--- DATA PROVIDED Enclosed Below ---

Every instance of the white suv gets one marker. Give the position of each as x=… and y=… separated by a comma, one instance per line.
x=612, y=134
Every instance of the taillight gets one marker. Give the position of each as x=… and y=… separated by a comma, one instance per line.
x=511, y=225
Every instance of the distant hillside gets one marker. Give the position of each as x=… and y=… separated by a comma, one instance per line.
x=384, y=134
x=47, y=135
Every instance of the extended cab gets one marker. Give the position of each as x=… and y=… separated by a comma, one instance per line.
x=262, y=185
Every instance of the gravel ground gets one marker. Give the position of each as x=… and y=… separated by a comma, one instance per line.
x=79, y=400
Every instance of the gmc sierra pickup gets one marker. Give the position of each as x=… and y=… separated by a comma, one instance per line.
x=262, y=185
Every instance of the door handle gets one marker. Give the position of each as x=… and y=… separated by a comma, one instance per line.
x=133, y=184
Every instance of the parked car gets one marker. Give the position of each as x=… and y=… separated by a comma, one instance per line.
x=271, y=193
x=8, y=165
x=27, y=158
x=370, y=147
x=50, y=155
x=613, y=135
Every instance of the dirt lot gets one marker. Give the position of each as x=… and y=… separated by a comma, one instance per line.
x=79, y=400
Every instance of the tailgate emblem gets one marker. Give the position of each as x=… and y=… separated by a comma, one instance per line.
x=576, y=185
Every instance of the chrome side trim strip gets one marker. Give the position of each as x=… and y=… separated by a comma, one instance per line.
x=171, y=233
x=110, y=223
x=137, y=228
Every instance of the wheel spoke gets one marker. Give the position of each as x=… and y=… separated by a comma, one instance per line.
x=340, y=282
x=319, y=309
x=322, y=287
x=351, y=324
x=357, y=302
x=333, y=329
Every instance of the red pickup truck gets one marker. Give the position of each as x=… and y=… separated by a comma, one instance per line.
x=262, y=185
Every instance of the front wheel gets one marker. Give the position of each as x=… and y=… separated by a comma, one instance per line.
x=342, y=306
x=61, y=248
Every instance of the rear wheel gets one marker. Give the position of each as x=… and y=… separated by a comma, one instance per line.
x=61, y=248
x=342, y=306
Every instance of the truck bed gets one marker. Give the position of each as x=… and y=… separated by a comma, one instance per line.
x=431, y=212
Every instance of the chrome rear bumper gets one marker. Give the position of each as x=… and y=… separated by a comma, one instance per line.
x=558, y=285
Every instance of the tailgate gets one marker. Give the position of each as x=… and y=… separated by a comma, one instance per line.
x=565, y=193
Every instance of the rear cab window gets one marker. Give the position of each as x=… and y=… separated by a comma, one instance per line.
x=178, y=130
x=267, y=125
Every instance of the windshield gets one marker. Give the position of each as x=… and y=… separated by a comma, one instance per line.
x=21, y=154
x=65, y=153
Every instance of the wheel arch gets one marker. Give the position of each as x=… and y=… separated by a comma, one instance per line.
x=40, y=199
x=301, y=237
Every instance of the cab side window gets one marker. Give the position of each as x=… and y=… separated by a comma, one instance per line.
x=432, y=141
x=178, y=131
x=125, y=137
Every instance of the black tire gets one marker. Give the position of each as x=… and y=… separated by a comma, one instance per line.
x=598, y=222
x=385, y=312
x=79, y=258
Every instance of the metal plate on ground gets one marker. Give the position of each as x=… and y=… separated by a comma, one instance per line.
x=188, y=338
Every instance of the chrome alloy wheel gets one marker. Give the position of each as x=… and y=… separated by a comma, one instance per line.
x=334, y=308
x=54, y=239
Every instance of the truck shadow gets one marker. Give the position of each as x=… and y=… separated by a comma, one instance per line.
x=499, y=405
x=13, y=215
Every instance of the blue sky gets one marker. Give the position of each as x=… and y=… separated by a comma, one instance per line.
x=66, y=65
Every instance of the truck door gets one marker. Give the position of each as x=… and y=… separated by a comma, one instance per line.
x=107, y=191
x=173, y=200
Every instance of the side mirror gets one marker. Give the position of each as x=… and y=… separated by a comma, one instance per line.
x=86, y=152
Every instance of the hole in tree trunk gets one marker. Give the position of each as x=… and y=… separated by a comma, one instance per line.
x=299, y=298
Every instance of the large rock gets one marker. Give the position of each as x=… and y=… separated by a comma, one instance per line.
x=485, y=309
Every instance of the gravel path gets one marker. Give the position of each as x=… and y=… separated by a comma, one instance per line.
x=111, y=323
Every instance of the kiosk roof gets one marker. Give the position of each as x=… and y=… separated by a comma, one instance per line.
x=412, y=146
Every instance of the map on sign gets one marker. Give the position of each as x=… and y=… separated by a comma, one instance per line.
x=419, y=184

--- End of Enclosed DATA PROVIDED ---

■ **REQUIRED WORK**: Every entry must be output again, exactly as written above.

■ **REPLY TO THE EXERCISE**:
Every instance of the white suv gets one marker. Give the position of each as x=… and y=… separated by a comma, one instance per line.
x=612, y=134
Every instance of the taillight gets one marker. Give the position of each as x=… and y=… separated by a comma, one instance per line.
x=511, y=225
Every instance of the distant hillside gets one marker. Give the position of each as x=… and y=… separated by a comma, one instance per line.
x=384, y=134
x=47, y=135
Every instance of the extended cab gets one marker. Give the position of each as x=… and y=… separated by a comma, one instance per line.
x=262, y=185
Every instance of the gravel ground gets one marker. Give the position of each as x=… and y=… separated by a comma, one instance per line.
x=79, y=400
Every instance of the gmc sierra pickup gets one marker. Give the position of each as x=… and y=… separated by a comma, one instance per line.
x=262, y=185
Every instance of the door handle gets one marker. Give the position of each as x=… and y=… separated by a comma, one instance per line.
x=133, y=184
Every instance of the parked car gets one marker. Give the position of each as x=… and y=… separated by a comma, one instance per line.
x=271, y=193
x=8, y=165
x=27, y=158
x=370, y=147
x=50, y=155
x=613, y=135
Every instance of the dirt lot gets one marker. Give the position of each as x=… and y=… separated by a comma, one instance per line.
x=79, y=400
Every instance of the tailgate emblem gets one marker. Give the position of each as x=… and y=… separated by a comma, one instance per line.
x=576, y=185
Every instance of the chrome side trim strip gets one marker. Give the position of each as x=… and y=… separated by a comma, one instance per line.
x=171, y=233
x=110, y=223
x=137, y=228
Every instance of the wheel spoke gets one marker. Give the position of each as x=… and y=… separated by a comma, one instance per line.
x=340, y=282
x=319, y=309
x=322, y=287
x=351, y=324
x=357, y=302
x=333, y=329
Every instance of the red pickup truck gets one marker. Give the position of each as x=… and y=… separated by a comma, one instance per line.
x=262, y=185
Every instance of the front wheel gets one marker. Give the position of each as x=… and y=… separated by a comma, one instance per line.
x=342, y=306
x=61, y=248
Every instance of the rear wheel gets one marker. Give the position of each as x=… and y=… separated by a comma, one instance per line.
x=61, y=248
x=342, y=306
Every instance of the truck bed gets one marker. Give the position of each as x=… and y=… separated by a comma, one instance per line.
x=431, y=212
Every instance of the chrome rear bumper gets one marker. Give the position of each as x=… and y=… separated by a comma, one instance per line.
x=558, y=285
Every instance of the tailgate gets one marker. Give the position of each as x=… and y=… separated by a comma, one instance per line.
x=565, y=193
Every instance of the rear cab window gets one marker. Give the position of each as x=… and y=… separated by a comma, one instance per line.
x=178, y=130
x=267, y=125
Every instance of the windshield gets one marker. Give the position of each as x=… and y=… separated by a comma, one instance per line.
x=21, y=154
x=65, y=153
Every instance of the wheel arch gets one marker. Give the position of each as x=… and y=… separated by a comma, one instance per line.
x=40, y=199
x=301, y=237
Every instance of the cab side window gets one marker. Give the position of each as x=… and y=… separated by a comma, one instance per line.
x=432, y=141
x=178, y=131
x=125, y=137
Every instance of the black tire gets one marker. Give the position of each as x=… and y=… separated by a comma, one instance per line.
x=598, y=222
x=385, y=312
x=79, y=258
Every instance of the metal plate on ground gets one marker. Give the position of each as x=… and y=… separated by a comma, one instance per line.
x=188, y=338
Every instance of the chrome alloy wheel gets one marker. Give the position of each as x=… and y=… separated by a comma, one instance per line.
x=334, y=308
x=54, y=239
Every instance of the truck shadow gets one marker. Give the position of each as x=… and y=… separated by a comma, one instance per line.
x=499, y=405
x=13, y=215
Every instance of the blue sky gets one marker. Give the position of each as x=… and y=… separated by a comma, one instance per line.
x=66, y=65
Every instance of the truck door gets one marker. Give the position of each as x=… and y=… separated by a comma, one instance per line.
x=107, y=191
x=173, y=200
Every instance of the side mirror gets one marker. Give the position of each as x=… and y=… separated by a comma, one instance per line.
x=86, y=152
Every instance of the hole in tree trunk gets one marker. Give the position of each as x=… and y=… separated by a comma, one instance per line.
x=299, y=298
Every instance of the large rock gets one marker. Give the position of each as x=… and y=… separated by a comma, one instance per line.
x=485, y=309
Every instance of the gravel path gets one marker. Give the position of each as x=… and y=… separated by a comma, one instance per line.
x=111, y=323
Every instance of the kiosk roof gets one marker. Give the position of each as x=… and y=… separated by a comma, one instance per line.
x=412, y=146
Every instance of the map on sign gets one marker. Give the position of each as x=… and y=… separated by a comma, one instance per line.
x=419, y=184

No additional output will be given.